Since our founding in 2010, Cloudflare has prioritized using our own services to solve our internal IT and security challenges. This approach helps us test and improve capabilities before shipping them to customers and has been foundational in how Cloudflare has secured our own workforce.
As Cloudflare’s attack surfaces grow with the addition of more employees, customers, and technology, we have an obligation to further strengthen our security posture and equip our IT and security teams with strong visibility and control. In response, we’ve built and adopted services from Cloudflare One, our SASE and SSE platform, to secure access to applications, defend against cyber threats, and protect sensitive data.
Cloudflare spans more than 3,500 people in dozens of offices and remote locations. This case study explores how Cloudflare uses our own Cloudflare One services to keep users safe and productive across the organization.
“Securing Cloudflare with our own services is the most effective way not only to protect our business, but also to innovate for our customers,” says Grant Bourzikas, Chief Security Officer. “Our commitment to protecting Cloudflare with Cloudflare helps our security team and services stay ahead of the curve as our organization continues to grow in ambition and complexity.”

*****

■ **Required task 1**
Print the part of the Cloudflare passage from "Since our founding" up to and including "protect sensitive data.".
■ **Required task 2**
According to the Cloudflare passage, what is Grant Bourzikas's title?

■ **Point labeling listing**
*****

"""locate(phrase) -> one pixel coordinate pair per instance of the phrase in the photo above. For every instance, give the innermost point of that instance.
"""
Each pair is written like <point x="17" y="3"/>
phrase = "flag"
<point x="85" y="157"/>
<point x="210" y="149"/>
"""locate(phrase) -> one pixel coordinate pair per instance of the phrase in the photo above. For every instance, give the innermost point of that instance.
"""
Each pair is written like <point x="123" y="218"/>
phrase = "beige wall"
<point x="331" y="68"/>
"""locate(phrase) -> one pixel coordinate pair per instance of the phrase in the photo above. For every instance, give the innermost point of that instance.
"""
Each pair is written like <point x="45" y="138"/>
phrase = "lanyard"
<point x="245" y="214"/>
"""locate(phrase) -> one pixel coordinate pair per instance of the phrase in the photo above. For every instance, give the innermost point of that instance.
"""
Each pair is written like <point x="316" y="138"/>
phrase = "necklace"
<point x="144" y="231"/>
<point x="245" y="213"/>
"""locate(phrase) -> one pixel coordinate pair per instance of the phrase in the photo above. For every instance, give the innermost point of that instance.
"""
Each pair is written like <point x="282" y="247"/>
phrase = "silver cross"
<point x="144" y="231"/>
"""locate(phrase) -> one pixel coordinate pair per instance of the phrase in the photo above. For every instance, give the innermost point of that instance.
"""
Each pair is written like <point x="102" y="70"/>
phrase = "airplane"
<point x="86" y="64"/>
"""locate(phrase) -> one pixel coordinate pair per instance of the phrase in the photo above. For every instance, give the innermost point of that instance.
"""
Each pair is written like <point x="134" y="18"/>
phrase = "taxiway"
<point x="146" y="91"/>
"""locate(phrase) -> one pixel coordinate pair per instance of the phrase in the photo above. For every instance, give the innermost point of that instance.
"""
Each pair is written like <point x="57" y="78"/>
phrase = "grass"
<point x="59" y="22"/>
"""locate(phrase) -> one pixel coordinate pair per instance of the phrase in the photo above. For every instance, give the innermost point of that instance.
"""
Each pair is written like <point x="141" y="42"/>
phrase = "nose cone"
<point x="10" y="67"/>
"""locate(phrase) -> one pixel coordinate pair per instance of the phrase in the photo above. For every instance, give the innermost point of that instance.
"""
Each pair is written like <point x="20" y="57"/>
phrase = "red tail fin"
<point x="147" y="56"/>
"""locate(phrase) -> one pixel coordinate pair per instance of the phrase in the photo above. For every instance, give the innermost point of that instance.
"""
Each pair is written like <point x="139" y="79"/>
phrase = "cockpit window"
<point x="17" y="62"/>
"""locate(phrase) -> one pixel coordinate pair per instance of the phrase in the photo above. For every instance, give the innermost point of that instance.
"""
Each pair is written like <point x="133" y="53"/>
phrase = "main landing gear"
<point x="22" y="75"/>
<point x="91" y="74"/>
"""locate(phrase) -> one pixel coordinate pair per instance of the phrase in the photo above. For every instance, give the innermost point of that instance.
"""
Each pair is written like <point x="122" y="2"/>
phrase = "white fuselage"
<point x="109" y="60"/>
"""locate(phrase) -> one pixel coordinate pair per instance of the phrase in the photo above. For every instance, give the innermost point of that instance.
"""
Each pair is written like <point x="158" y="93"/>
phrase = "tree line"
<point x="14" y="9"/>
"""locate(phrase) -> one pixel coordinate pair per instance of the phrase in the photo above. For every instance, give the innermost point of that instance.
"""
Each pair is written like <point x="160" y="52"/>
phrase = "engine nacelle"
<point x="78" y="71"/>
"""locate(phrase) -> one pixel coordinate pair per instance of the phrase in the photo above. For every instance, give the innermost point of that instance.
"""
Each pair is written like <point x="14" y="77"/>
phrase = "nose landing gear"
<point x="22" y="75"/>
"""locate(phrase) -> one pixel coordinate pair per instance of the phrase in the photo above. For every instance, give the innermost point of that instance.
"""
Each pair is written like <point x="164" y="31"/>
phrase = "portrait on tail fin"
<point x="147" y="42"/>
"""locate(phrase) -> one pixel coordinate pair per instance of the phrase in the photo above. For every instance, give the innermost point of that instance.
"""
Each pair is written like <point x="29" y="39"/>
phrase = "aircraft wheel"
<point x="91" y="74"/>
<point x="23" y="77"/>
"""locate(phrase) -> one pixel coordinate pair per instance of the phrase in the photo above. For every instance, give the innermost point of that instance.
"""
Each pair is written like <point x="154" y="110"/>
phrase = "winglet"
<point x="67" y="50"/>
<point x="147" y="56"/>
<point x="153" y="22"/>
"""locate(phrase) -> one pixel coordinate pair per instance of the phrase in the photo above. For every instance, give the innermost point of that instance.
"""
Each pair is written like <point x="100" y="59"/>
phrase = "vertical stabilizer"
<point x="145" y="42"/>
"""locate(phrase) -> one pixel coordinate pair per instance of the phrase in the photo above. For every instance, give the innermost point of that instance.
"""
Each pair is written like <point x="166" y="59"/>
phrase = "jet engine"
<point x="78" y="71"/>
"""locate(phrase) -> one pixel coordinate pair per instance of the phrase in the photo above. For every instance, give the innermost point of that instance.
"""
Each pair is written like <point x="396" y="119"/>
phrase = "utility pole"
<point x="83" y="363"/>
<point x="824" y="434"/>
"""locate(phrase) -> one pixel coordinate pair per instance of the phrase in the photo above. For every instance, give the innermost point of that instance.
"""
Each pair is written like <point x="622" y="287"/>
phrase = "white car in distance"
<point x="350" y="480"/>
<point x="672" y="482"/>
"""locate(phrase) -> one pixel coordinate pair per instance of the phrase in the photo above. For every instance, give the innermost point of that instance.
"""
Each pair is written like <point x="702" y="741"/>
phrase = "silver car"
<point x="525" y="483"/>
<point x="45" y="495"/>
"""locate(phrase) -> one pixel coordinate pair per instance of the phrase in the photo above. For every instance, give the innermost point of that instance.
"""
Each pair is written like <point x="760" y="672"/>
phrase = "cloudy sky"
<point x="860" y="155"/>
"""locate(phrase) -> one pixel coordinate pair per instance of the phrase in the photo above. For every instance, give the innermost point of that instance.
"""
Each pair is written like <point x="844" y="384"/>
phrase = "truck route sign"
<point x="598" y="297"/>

*****

■ **Output 1**
Since our founding in 2010, Cloudflare has prioritized using our own services to solve our internal IT and security challenges. This approach helps us test and improve capabilities before shipping them to customers and has been foundational in how Cloudflare has secured our own workforce.
As Cloudflare’s attack surfaces grow with the addition of more employees, customers, and technology, we have an obligation to further strengthen our security posture and equip our IT and security teams with strong visibility and control. In response, we’ve built and adopted services from Cloudflare One, our SASE and SSE platform, to secure access to applications, defend against cyber threats, and protect sensitive data.

■ **Output 2**
Chief Security Officer